-- WHAT TO PRODUCE --
Copy every line of the records below that holds the word "front".

-- THE INPUT --
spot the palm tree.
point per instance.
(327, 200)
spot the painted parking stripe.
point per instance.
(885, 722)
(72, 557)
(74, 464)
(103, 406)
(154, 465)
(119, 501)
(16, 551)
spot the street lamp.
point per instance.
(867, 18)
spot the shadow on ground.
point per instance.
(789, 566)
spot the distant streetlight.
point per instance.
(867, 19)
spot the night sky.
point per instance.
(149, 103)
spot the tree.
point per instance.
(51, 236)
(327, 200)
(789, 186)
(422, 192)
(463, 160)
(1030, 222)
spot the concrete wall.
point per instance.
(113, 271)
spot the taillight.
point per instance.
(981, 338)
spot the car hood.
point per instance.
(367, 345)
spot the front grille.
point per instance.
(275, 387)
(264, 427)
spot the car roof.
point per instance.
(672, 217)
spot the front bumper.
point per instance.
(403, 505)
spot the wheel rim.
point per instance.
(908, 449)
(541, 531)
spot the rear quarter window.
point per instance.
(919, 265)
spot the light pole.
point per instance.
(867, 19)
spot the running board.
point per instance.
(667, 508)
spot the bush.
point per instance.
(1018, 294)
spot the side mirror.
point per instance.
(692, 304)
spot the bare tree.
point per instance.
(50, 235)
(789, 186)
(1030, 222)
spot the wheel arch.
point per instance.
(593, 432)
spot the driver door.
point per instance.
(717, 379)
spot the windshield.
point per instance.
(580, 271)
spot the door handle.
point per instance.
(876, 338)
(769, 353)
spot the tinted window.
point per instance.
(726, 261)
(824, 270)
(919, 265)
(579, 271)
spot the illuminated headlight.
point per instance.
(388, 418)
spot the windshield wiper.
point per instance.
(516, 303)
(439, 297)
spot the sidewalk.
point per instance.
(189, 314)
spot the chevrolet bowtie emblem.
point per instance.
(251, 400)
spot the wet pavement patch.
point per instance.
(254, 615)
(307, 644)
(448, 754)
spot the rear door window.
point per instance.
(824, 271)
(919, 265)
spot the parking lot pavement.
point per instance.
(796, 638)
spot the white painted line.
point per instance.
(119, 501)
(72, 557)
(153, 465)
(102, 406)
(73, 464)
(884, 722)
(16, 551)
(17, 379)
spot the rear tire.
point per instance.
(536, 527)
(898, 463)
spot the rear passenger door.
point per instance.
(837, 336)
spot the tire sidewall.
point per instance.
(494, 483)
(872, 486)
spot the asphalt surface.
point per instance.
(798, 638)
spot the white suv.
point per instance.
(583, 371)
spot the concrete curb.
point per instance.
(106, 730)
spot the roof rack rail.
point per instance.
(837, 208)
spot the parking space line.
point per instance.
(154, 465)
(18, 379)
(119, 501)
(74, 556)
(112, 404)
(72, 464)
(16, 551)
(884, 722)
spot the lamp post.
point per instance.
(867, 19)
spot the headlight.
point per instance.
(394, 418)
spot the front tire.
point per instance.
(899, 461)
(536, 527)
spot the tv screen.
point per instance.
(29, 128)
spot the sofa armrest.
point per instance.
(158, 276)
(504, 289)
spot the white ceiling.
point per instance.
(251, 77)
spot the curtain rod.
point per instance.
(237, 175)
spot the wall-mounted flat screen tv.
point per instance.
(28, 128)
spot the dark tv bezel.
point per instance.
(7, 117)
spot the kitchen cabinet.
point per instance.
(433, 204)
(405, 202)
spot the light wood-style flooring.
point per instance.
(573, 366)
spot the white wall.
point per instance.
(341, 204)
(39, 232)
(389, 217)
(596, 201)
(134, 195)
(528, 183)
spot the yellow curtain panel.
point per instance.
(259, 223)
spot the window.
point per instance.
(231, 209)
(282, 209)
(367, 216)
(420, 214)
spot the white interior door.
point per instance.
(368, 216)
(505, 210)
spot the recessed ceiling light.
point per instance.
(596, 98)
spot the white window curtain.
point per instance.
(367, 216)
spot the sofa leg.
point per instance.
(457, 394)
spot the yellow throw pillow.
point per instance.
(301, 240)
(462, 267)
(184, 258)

-- TASK OUTPUT --
spot the front grille.
spot the front bumper.
spot the front tire.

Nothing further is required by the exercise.